Goals
1. In the forum thread, list the changes named in the sentence "I raised off contact, used more angle and less pressure."
2. Repeat the part of the forum thread starting with "Also, when I" and going on through "not the problem.".
3. Rewrite the paragraph of the forum thread that begins "Any tips on what to do when your flood" as a short list, keeping its main facts.

Text block
————————
Typical though, when I try to do a good tee the ink went underneath again. I'm pretty sure it's caused being by too heavy handed when flooding?, problem is the stencil isn't always covered and when I go over it again to try and cover the stencil with ink there's too much elsewhere. Guessing there's a knack to getting good even floods too, without this problem?


----------



## PatWibble (Mar 7, 2014)

Stella Dave said:


> Thanks for all help, much appreciated. I've been out today and getting much better results using a few tips here. I raised off contact, used more angle and less pressure.
> Typical though, when I try to do a good tee the ink went underneath again. I'm pretty sure it's caused being by too heavy handed when flooding?, problem is the stencil isn't always covered and when I go over it again to try and cover the stencil with ink there's too much elsewhere. Guessing there's a knack to getting good even floods too, without this problem?


If the ink is too viscous then you will need to use too much pressure to flood.


----------



## StinkEye Dave (Jan 27, 2012)

PatWibble said:


> If the ink is too viscous then you will need to use too much pressure to flood.


Cheers Pat, definitely seems to be the case. I'll look into a curable reducer. All this small orders are costing a fortune in couriers!!
Thanks again.


----------



## StinkEye Dave (Jan 27, 2012)

I found tonight that if I flood with the squeegee nearly vertical I get a nice even thin layer!
Getting there, thanks again for help guys. Don't know where I'd be without this forum!


----------



## StinkEye Dave (Jan 27, 2012)

Any tips on what to do when your flood doesn't completely cover stencil?? I see catspit in a video just going over and over till it's covered but if I do that I get the problem as before of too much ink going into the stencil! Curable reducer again??

Also, when I remove my tees from platen my straight line print is going bit wonky with the way the fabric wants to sit. Is it just a case of pulling it off as straight as possible? I always try and put it on as straight as possible so that's not the problem.
————————
Named region outline records
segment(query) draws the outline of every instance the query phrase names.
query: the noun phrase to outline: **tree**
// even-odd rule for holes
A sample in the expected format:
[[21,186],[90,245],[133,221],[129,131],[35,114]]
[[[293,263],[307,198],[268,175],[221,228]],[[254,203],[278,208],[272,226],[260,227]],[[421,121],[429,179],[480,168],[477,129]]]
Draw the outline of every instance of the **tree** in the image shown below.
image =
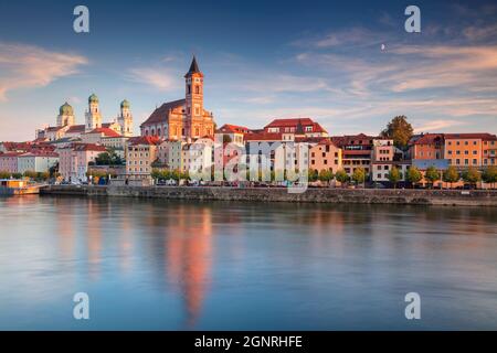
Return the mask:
————————
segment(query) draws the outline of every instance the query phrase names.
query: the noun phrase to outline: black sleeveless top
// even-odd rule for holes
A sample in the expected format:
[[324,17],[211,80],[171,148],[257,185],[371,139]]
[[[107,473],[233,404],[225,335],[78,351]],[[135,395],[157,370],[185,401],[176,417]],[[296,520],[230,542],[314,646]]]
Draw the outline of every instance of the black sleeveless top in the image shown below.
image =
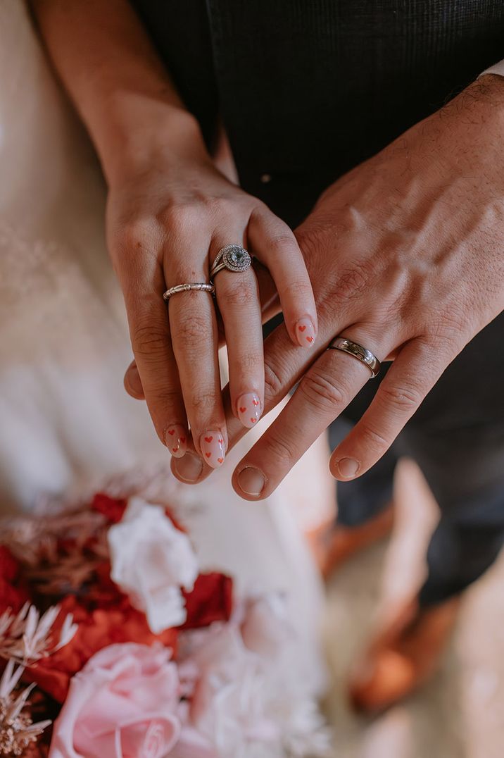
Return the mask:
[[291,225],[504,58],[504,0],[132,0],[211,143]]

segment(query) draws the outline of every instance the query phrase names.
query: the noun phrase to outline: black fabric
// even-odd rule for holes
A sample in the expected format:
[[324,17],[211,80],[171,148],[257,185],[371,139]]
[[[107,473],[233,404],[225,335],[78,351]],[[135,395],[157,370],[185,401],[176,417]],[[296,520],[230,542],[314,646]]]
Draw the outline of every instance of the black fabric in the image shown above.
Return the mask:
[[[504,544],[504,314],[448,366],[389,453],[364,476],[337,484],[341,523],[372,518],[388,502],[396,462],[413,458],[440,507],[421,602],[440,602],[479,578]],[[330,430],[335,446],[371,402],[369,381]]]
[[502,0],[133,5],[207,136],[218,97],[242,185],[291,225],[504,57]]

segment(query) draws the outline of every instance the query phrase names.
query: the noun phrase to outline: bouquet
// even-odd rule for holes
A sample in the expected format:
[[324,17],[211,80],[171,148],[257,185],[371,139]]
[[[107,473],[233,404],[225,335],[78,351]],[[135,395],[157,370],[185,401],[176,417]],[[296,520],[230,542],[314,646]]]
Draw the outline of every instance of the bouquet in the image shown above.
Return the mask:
————————
Answers provided
1.
- Raised off contact
- Used more angle
- Used less pressure

2.
Also, when I remove my tees from platen my straight line print is going bit wonky with the way the fabric wants to sit. Is it just a case of pulling it off as straight as possible? I always try and put it on as straight as possible so that's not the problem.

3.
- The poster asks what to do when the flood doesn't completely cover the stencil.
- In a video, catspit goes over it again and again until it is covered.
- When the poster does that, the earlier problem returns: too much ink goes into the stencil.
- The poster asks whether a curable reducer is the answer again.